Region pointing data
---*---

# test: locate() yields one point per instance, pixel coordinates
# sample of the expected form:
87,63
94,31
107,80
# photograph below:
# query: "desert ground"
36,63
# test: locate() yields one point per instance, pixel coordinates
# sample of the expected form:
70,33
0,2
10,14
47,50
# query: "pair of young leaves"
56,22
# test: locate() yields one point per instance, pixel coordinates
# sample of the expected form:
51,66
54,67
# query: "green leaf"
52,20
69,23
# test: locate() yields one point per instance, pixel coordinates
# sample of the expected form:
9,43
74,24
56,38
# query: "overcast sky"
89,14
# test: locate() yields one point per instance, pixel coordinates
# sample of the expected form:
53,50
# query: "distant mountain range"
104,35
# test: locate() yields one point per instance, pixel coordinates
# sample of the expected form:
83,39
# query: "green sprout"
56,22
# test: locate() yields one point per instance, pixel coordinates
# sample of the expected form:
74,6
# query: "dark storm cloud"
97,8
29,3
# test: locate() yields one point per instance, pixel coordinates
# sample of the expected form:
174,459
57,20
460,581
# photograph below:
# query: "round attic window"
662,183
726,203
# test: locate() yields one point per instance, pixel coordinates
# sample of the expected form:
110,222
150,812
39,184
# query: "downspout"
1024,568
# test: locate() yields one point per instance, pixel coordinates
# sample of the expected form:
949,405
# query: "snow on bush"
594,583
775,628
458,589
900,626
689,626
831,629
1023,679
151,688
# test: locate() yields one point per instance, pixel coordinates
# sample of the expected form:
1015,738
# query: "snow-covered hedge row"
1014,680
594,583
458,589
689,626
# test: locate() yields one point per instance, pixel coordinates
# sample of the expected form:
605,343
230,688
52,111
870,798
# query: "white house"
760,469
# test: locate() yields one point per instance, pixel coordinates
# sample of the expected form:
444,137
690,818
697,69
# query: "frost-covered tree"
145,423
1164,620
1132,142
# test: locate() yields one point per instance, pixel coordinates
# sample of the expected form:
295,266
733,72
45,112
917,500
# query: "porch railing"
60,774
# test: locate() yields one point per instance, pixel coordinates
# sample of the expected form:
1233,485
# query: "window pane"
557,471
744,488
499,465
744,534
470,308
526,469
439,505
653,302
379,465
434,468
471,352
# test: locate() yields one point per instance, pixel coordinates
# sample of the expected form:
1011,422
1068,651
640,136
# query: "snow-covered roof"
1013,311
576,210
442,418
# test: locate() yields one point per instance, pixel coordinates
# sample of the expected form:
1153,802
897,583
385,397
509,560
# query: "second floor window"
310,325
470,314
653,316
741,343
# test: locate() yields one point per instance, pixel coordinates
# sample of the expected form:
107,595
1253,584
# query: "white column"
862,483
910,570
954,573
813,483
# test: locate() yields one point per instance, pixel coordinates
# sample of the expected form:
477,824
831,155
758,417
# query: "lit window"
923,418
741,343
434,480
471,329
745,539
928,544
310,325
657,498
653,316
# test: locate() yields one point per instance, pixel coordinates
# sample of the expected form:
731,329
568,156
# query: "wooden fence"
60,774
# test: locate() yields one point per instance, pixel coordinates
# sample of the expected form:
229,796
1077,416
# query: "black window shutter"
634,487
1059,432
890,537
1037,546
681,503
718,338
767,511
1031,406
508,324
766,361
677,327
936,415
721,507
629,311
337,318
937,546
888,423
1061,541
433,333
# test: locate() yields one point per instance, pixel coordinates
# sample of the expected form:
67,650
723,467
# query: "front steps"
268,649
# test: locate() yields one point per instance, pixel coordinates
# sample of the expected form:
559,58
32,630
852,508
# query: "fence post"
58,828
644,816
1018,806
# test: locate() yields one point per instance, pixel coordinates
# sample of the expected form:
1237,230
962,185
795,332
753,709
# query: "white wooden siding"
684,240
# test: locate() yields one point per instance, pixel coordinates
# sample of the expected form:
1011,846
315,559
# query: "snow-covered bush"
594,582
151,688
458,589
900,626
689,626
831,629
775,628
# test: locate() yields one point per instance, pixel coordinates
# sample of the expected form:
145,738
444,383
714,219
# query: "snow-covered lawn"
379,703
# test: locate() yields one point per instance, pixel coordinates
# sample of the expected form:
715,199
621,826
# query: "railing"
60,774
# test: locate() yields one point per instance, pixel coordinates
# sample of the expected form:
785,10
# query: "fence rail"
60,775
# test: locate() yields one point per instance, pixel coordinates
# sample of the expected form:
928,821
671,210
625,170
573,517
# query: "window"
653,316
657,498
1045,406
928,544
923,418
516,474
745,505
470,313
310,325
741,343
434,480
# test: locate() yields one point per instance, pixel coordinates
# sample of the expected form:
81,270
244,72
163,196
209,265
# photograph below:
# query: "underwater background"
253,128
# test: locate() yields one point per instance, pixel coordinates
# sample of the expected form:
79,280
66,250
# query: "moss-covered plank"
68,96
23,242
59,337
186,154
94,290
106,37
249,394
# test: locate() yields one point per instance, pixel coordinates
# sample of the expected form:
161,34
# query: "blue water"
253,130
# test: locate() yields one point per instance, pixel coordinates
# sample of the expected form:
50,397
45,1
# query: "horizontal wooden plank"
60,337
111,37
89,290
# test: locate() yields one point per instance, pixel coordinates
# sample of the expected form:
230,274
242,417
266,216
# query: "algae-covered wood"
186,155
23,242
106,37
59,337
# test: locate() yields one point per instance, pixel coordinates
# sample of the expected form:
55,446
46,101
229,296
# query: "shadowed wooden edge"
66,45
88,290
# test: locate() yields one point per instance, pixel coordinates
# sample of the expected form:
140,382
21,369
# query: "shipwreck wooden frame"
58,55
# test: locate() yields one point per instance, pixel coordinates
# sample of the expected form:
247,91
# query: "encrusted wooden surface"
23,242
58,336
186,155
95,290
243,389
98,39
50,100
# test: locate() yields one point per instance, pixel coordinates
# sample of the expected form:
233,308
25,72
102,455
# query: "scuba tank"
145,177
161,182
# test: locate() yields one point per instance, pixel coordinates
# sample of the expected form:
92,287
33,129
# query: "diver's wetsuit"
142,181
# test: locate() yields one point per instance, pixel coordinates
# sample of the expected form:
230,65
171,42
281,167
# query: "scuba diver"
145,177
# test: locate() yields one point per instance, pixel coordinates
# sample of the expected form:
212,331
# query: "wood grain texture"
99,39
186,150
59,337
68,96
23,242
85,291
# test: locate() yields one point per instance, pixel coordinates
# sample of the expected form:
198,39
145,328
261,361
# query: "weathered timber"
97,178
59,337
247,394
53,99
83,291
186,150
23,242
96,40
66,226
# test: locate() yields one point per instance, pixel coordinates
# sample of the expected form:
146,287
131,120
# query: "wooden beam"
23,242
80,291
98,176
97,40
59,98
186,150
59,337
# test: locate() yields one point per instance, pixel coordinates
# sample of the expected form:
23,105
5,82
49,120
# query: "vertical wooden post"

---*---

Copy out each entry precisely. Leave nothing out.

# test: locate() yields one point per instance, pixel coordinates
# sample of the expected form:
87,63
94,31
107,80
# photograph below:
# query: "desert ground"
36,63
# test: locate() yields one point per instance, pixel coordinates
# sample of the expected form:
70,33
0,2
10,14
47,50
# query: "pair of young leaves"
56,22
# test: locate() yields one point per instance, pixel coordinates
# sample of the expected form:
51,66
54,67
# query: "green leaf"
52,20
69,23
# test: locate() yields one point per instance, pixel coordinates
# sample of the expected form:
9,43
74,24
56,38
# query: "overcast sky"
89,14
# test: locate() yields one point per instance, pixel coordinates
# sample of the expected form:
53,50
# query: "distant mountain range"
104,35
# test: locate() yields one point per instance, pixel coordinates
# sample of the expected form:
83,39
# query: "green sprout"
56,22
# test: locate() yields one point per instance, pixel coordinates
# sample of the expected form:
74,6
# query: "dark storm cloud"
97,8
29,3
# test: locate() yields one point per instance, pixel coordinates
# sample of the expected form:
174,459
57,20
460,581
# photograph below:
# query: "round attic window"
662,183
726,203
# test: locate() yields one point per instance, pixel coordinates
# sample of the expected form:
110,222
150,812
39,184
# query: "downspout"
1024,568
# test: locate() yields one point per instance, pixel coordinates
# sample of the expected form:
949,405
# query: "snow on bush"
594,583
775,628
458,589
900,626
689,626
831,629
1023,679
151,688
# test: locate() yields one point per instance, pixel coordinates
# sample of the expected form:
1015,738
# query: "snow-covered hedge row"
1014,680
594,583
458,589
689,626
# test: locate() yields one point per instance, pixel coordinates
# sample of the expected form:
605,343
230,688
52,111
870,798
# query: "white house"
760,469
# test: locate() yields one point per instance, pixel coordinates
# sample of the expected form:
444,137
690,818
697,69
# query: "frost-covered tree"
145,423
1164,620
1132,142
# test: locate() yields one point per instance, pixel coordinates
# sample of the expected form:
295,266
733,72
45,112
917,500
# query: "porch railing"
60,774
# test: locate() yields one point per instance, pixel coordinates
# sample of the expected form:
1233,485
# query: "window pane"
557,471
744,488
499,465
744,534
470,308
526,469
439,505
653,302
379,465
434,468
471,352
# test: locate() yields one point per instance, pixel coordinates
# sample of the expected form:
1011,422
1068,651
640,136
# query: "snow-covered roof"
1013,311
576,210
442,418
# test: locate() yields one point per instance, pixel coordinates
# sample of the expected form:
1153,802
897,583
385,397
509,560
# query: "second floor window"
310,325
470,314
653,316
741,343
# test: locate() yields one point per instance, pixel coordinates
# sample of the expected form:
107,595
1253,584
# query: "white column"
862,483
910,570
954,573
813,483
# test: locate() yields one point per instance, pixel coordinates
# sample of the expected form:
477,824
831,155
758,417
# query: "lit window"
923,418
741,343
434,480
471,329
745,539
928,544
310,325
657,498
653,316
# test: locate() yields one point per instance, pixel coordinates
# sample of the expected form:
731,329
568,156
# query: "wooden fence"
60,774
# test: locate() yields one point per instance, pixel coordinates
# sample of the expected form:
229,796
1077,416
# query: "black window shutter"
634,487
1059,432
890,537
1037,546
681,503
718,338
767,511
1031,406
508,324
766,361
677,327
936,415
721,507
629,311
337,318
937,546
888,423
1061,541
433,333
# test: locate() yields one point per instance, pixel coordinates
# sample of the expected form:
67,650
723,467
# query: "front steps"
268,649
# test: locate() yields one point per instance, pixel coordinates
# sample of the expected form:
559,58
32,630
852,508
# query: "fence post"
58,828
644,816
1018,806
# test: locate() yields one point per instance, pixel coordinates
# sample of the expected form:
1237,230
962,185
795,332
753,709
# query: "white wooden siding"
684,240
# test: locate() yields one point per instance, pixel coordinates
# sample of the expected form:
1011,846
315,559
# query: "snow-covered bush"
594,582
151,688
458,589
900,626
689,626
831,629
775,628
# test: locate() yields one point per instance, pixel coordinates
# sample of the expected form:
145,738
444,383
714,219
# query: "snow-covered lawn"
379,703
# test: locate() yields one point per instance, pixel coordinates
# sample of the expected form:
715,199
621,826
# query: "railing"
60,774
# test: locate() yields one point per instance, pixel coordinates
# sample of the expected form:
785,10
# query: "fence rail"
60,775
# test: locate() yields one point per instance, pixel coordinates
# sample of the expected form:
928,821
671,210
625,170
573,517
# query: "window"
653,316
657,498
1045,406
928,544
923,418
516,474
745,505
470,313
310,325
741,343
434,480
# test: locate() yields one point per instance, pixel coordinates
# sample of the expected form:
81,270
244,72
163,196
209,265
# photograph below:
# query: "underwater background"
253,128
# test: locate() yields one point per instance, pixel coordinates
# sample of the expected form:
79,280
66,250
# query: "moss-covered plank"
68,96
23,242
59,337
186,154
94,290
106,37
249,394
# test: locate() yields one point per instance, pixel coordinates
# sample of the expected form:
161,34
# query: "blue water"
253,130
# test: locate() yields one point per instance, pixel coordinates
# sample of the expected form:
50,397
45,1
# query: "horizontal wooden plank"
60,337
111,37
89,290
# test: locate() yields one point per instance, pixel coordinates
# sample of the expected form:
230,274
242,417
266,216
# query: "algae-covered wood"
186,155
23,242
106,37
59,337
# test: locate() yields one point per instance, pixel coordinates
# sample of the expected form:
55,446
46,101
229,296
# query: "shadowed wooden edge"
66,45
88,290
# test: locate() yields one point per instance, pixel coordinates
# sample of the expected form:
140,382
21,369
# query: "shipwreck wooden frame"
58,55
# test: locate() yields one point per instance, pixel coordinates
# sample of the expected form:
247,91
# query: "encrusted wooden surface"
23,242
58,336
186,155
95,290
243,389
98,39
50,100
# test: locate() yields one point per instance, pixel coordinates
# sample of the expected form:
233,308
25,72
102,455
# query: "scuba tank"
145,177
161,182
# test: locate() yields one point per instance, pixel coordinates
# sample of the expected form:
92,287
33,129
# query: "diver's wetsuit"
142,181
# test: locate() yields one point per instance, pixel coordinates
# sample of the expected form:
230,65
171,42
281,167
# query: "scuba diver"
145,177
# test: locate() yields one point per instance, pixel coordinates
# sample of the expected form:
212,331
# query: "wood grain texture"
99,39
186,150
59,337
68,96
23,242
85,291
# test: locate() yields one point per instance, pixel coordinates
# sample of the expected form:
198,39
145,328
261,361
# query: "weathered timber"
97,178
59,337
247,394
53,99
83,291
186,150
23,242
96,40
66,226
# test: locate() yields one point per instance, pixel coordinates
# sample of the expected form:
146,287
131,120
# query: "wooden beam"
23,242
80,291
98,176
97,40
59,98
186,150
59,337
# test: locate() yields one point per instance, pixel coordinates
# sample of the expected form:
23,105
5,82
49,120
# query: "vertical wooden post"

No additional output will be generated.